─── DATASET EXTRACT

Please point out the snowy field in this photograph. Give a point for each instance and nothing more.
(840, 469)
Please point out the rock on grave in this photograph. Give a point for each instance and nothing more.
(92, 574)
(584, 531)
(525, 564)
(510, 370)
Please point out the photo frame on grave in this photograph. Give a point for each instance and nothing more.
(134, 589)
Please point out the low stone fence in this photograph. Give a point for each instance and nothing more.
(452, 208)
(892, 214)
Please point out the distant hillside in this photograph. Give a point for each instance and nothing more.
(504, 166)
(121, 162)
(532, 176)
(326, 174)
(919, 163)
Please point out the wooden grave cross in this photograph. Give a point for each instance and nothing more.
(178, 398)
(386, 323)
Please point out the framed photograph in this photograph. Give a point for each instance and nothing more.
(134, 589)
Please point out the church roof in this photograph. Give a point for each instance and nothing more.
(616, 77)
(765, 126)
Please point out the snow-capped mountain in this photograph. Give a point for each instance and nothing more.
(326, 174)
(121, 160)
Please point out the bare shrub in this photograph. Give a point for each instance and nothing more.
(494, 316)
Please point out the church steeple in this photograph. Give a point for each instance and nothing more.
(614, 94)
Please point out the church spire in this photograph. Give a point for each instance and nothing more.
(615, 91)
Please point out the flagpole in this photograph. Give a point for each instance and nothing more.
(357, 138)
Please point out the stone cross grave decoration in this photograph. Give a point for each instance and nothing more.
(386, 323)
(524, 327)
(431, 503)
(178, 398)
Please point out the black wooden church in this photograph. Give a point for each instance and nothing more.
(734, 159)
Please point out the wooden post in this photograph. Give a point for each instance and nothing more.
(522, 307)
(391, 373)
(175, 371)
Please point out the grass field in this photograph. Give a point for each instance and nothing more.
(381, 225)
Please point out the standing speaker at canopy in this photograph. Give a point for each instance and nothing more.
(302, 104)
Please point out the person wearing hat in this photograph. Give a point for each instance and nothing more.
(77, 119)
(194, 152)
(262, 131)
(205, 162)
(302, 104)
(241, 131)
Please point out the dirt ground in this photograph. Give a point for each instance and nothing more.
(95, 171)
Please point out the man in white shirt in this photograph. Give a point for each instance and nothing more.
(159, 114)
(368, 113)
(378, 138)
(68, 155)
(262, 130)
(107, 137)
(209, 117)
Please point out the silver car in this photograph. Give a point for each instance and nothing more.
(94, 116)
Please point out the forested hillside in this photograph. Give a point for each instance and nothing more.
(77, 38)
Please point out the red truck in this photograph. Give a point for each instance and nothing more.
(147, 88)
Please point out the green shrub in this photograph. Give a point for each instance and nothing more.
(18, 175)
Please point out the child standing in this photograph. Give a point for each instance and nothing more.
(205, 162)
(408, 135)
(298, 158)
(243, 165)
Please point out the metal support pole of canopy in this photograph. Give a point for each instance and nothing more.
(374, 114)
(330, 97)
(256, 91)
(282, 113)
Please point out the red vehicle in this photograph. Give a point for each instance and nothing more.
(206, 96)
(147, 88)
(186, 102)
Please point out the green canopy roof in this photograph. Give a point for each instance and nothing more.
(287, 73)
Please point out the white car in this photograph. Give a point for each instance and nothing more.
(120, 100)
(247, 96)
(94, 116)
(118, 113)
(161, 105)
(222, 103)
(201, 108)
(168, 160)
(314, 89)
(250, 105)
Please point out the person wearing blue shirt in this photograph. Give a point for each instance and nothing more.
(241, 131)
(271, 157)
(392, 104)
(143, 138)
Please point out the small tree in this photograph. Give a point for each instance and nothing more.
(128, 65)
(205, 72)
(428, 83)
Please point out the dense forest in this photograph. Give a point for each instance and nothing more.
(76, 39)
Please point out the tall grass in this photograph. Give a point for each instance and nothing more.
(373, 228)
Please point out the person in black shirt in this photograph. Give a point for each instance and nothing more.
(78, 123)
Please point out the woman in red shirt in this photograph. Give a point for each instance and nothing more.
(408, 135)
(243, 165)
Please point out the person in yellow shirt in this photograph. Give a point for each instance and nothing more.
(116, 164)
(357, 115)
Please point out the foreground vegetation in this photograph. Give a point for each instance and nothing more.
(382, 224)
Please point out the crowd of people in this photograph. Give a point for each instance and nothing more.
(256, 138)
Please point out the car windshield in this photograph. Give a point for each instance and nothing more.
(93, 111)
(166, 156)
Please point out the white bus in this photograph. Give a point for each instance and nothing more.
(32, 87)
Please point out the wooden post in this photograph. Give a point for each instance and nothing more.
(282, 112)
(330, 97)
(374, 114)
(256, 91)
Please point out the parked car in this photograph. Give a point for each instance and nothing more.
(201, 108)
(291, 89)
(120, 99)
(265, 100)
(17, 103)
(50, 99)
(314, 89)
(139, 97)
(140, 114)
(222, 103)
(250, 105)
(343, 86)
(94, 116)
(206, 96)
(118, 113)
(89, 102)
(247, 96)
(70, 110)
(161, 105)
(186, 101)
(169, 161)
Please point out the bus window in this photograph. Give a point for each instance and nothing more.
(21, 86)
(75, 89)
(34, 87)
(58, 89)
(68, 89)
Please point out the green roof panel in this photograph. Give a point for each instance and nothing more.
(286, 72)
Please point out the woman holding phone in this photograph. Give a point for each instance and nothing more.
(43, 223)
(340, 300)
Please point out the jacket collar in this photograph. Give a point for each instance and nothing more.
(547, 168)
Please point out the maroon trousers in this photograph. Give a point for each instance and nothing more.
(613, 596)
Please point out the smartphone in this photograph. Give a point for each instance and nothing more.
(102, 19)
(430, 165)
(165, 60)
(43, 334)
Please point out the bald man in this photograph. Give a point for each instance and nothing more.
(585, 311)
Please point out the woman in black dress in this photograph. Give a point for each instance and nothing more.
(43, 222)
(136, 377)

──────

[YOUR GOAL] Output the listing above exactly as it appears.

[EXERCISE SOLUTION]
Please point out the snowy field in this photograph. Give a point for each instance and nothing more.
(840, 469)
Please point out the rock on grave in this photograph. Give a point for each instance and nothing more.
(92, 574)
(584, 531)
(525, 564)
(510, 370)
Please point out the photo frame on grave in this photograph. Give a point for each instance and nothing more.
(134, 589)
Please point out the low stone fence in this photograph. Give a point for each instance and nothing more.
(452, 208)
(892, 214)
Please point out the distant hillside in this photograph. Give a point for each instance and nothing more.
(504, 166)
(121, 162)
(532, 176)
(326, 174)
(919, 163)
Please point out the wooden grave cross in this photograph. Give a point for each instance and nothing more.
(178, 398)
(386, 323)
Please point out the framed photograph in this photograph. Give a point for each instance and nothing more.
(134, 589)
Please point out the church roof in this photograph. Give a point for each instance and nothing more.
(616, 77)
(765, 126)
Please point out the snow-capped mountain in this photograph. Give a point for each instance and nothing more.
(326, 174)
(121, 160)
Please point out the bare shrub in this photograph. Give a point for each instance and nothing more.
(494, 316)
Please point out the church steeple in this photograph. Give a point for each instance and nothing more.
(614, 94)
Please point out the church spire in this photograph. Give a point for each instance and nothing more.
(615, 91)
Please point out the flagpole in this photograph. Give a point for each instance and nothing more.
(357, 138)
Please point out the stone cross grave decoration in this photograph. Give a point for each instance and nothing more.
(386, 323)
(524, 327)
(431, 503)
(178, 398)
Please point out the black wooden church in this photograph. Give a point for each instance and nothing more.
(734, 159)
Please point out the wooden post in this photograph. Give a point for each instance and nothing more.
(522, 307)
(391, 373)
(175, 371)
Please point out the grass field in this photograph. Give a point for each instance and nothing more.
(381, 225)
Please point out the standing speaker at canopy in this photograph. Give a point for each instance and nothing more.
(302, 104)
Please point out the person wearing hat in this photograph. Give a point for each instance and nothing more.
(77, 119)
(194, 152)
(262, 131)
(205, 162)
(302, 104)
(241, 131)
Please point out the dirt ground in this photograph. Give a point for each instance and nothing more.
(95, 171)
Please point out the man in white shirt in this photograph. Give a point for each instance and nothing more.
(159, 114)
(368, 113)
(378, 138)
(68, 155)
(262, 130)
(107, 137)
(209, 117)
Please point out the silver car in this photograph. Give a point for each instance and nothing more.
(94, 116)
Please point out the forested hillside in this photograph. Give a point for each instance and nothing more.
(77, 38)
Please point out the red truck in this photograph. Give a point for each instance and nothing more.
(147, 88)
Please point out the green shrub in this photograph. Give a point for each instance and nothing more.
(18, 175)
Please point out the child standing in this photograph. Give a point for each instance and nothing more.
(205, 162)
(408, 135)
(298, 158)
(243, 165)
Please point out the metal support pole of canopy in this photograph. Give a point for each instance and nothing more.
(374, 114)
(330, 97)
(256, 91)
(282, 113)
Please point out the red vehicle in this photograph. Give a point for each instance and nothing more.
(206, 96)
(147, 88)
(186, 102)
Please point out the green canopy roof in this photograph. Give a point for each instance and nothing more.
(287, 73)
Please point out the white car in this photograph. Give a point for each instance and nothing more.
(120, 100)
(247, 96)
(94, 116)
(118, 113)
(161, 105)
(222, 103)
(201, 108)
(168, 160)
(314, 89)
(250, 105)
Please point out the person wearing blue shirt in this photograph. Give a point for each instance and nothing more.
(241, 131)
(271, 157)
(392, 104)
(143, 138)
Please point out the small tree in this photograph. Give a point for each instance and nothing more.
(128, 65)
(205, 72)
(428, 83)
Please point out the dense forest in this photograph. Give a point for each instance and nothing more.
(76, 39)
Please point out the tall grass in this photograph. Give a point for each instance and nothing more.
(373, 228)
Please point out the person in black shirt in this photograph. Give a point for each instance and nothing more.
(78, 123)
Please point out the woman in red shirt in this photograph. Give a point for each instance and nothing more.
(408, 135)
(243, 165)
Please point out the person in yellow shirt in this photograph. Give a point for each instance and nothing more.
(116, 164)
(357, 115)
Please point out the foreground vegetation in this photograph. Give a point for each instance and nothing more.
(382, 224)
Please point out the crowd of people in this photograph. Give a point for each instance and nothing more.
(256, 138)
Please point out the car windshield in this photograph. Give a point for each instance and nothing more.
(93, 111)
(166, 156)
Please point out the white bus in this photograph. Give a point for each instance and nothing more.
(32, 87)
Please point out the wooden post in this photograph. Give a point for each instance and nothing more.
(282, 112)
(330, 97)
(374, 114)
(256, 91)
Please point out the parked car in this photograph. Give a point for each instance and nothing more.
(201, 108)
(291, 89)
(120, 99)
(265, 100)
(17, 103)
(50, 99)
(314, 89)
(139, 97)
(140, 114)
(222, 103)
(250, 105)
(343, 86)
(94, 116)
(206, 96)
(118, 113)
(89, 102)
(247, 96)
(70, 110)
(161, 105)
(186, 101)
(169, 161)
Please point out the bus window in this photograph. Give a point for each instance and nothing more.
(21, 86)
(75, 89)
(34, 87)
(58, 89)
(68, 89)
Please point out the green roof panel in this photograph. Give a point for each instance and nothing more.
(286, 72)
Please point out the woman holding phone in this photograph. Give a point for each instance and nothing more.
(43, 223)
(340, 300)
Please point out the jacket collar in this photograph. Give a point for each instance and nothing more.
(547, 168)
Please point out the maroon trousers in this photograph. Give a point for each instance and nothing more.
(613, 596)
Please point out the smartphone in this photograph. Give a point for each instance and nothing more.
(102, 19)
(430, 165)
(165, 60)
(43, 334)
Please point out the bald man in this photograph. Give a point for each instance and nothing more.
(585, 311)
Please point out the woman in black dress in this photograph. Give a point for each instance and nothing more.
(43, 222)
(136, 377)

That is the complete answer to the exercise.